What is being asked: Extract all of the entries and set them down verbatim.

Dataset extract:
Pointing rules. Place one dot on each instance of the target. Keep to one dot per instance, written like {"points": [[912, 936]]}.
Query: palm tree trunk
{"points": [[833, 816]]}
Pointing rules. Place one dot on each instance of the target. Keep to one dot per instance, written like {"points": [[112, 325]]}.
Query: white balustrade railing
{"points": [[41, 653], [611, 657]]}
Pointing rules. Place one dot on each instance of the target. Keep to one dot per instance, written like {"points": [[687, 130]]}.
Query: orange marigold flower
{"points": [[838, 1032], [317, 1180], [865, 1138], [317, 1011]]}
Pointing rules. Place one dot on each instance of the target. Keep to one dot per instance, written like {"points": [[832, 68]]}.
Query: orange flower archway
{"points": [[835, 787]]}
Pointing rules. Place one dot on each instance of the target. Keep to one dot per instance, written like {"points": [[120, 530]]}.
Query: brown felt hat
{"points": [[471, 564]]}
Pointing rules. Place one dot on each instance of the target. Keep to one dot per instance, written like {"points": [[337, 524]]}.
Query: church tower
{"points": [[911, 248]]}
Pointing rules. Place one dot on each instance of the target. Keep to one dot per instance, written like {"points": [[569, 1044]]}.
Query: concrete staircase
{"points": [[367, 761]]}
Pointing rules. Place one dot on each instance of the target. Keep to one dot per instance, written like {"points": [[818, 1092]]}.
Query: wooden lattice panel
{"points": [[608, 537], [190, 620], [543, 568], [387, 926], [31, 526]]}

Result of the task:
Pointing rules. Place one dot on each instance of the target. Keep to one dot per instance, written like {"points": [[912, 936]]}.
Query: palm tree trunk
{"points": [[833, 816]]}
Pointing rules. Place one dot on each instance of the target. Keep to one dot per instance, written like {"points": [[112, 325]]}.
Query: white balustrade railing
{"points": [[41, 653], [611, 657]]}
Pointing rules. Place one dot on each instance of the target. Keep to one dot per instance, written like {"points": [[687, 130]]}.
Query: orange marigold flower
{"points": [[838, 1032], [317, 1180], [865, 1138], [317, 1011]]}
Pointing rules. Place one dot on each instance of the target. Keep to one dot per instance, written like {"points": [[832, 68]]}.
Query: orange flower archway
{"points": [[835, 787]]}
Pointing rules. Place one dot on each instance of the target. Keep to one dot per instance, written like {"points": [[120, 530]]}.
Query: brown felt hat
{"points": [[471, 564]]}
Pointing rules. Place one dot on each instance of the target. Keep to one dot per instance, written like {"points": [[337, 524]]}.
Query: church tower
{"points": [[911, 248]]}
Pointing rules. Place one dot on each instance of the target. Keep to one dot per instance, written like {"points": [[569, 1044]]}.
Query: concrete staircase
{"points": [[367, 761]]}
Pointing rules. Place one dot on each instance of the target. Keep to one dot per instance, written like {"points": [[818, 1092]]}.
Query: wooden lattice panel
{"points": [[608, 537], [190, 620], [543, 568], [387, 926], [31, 526]]}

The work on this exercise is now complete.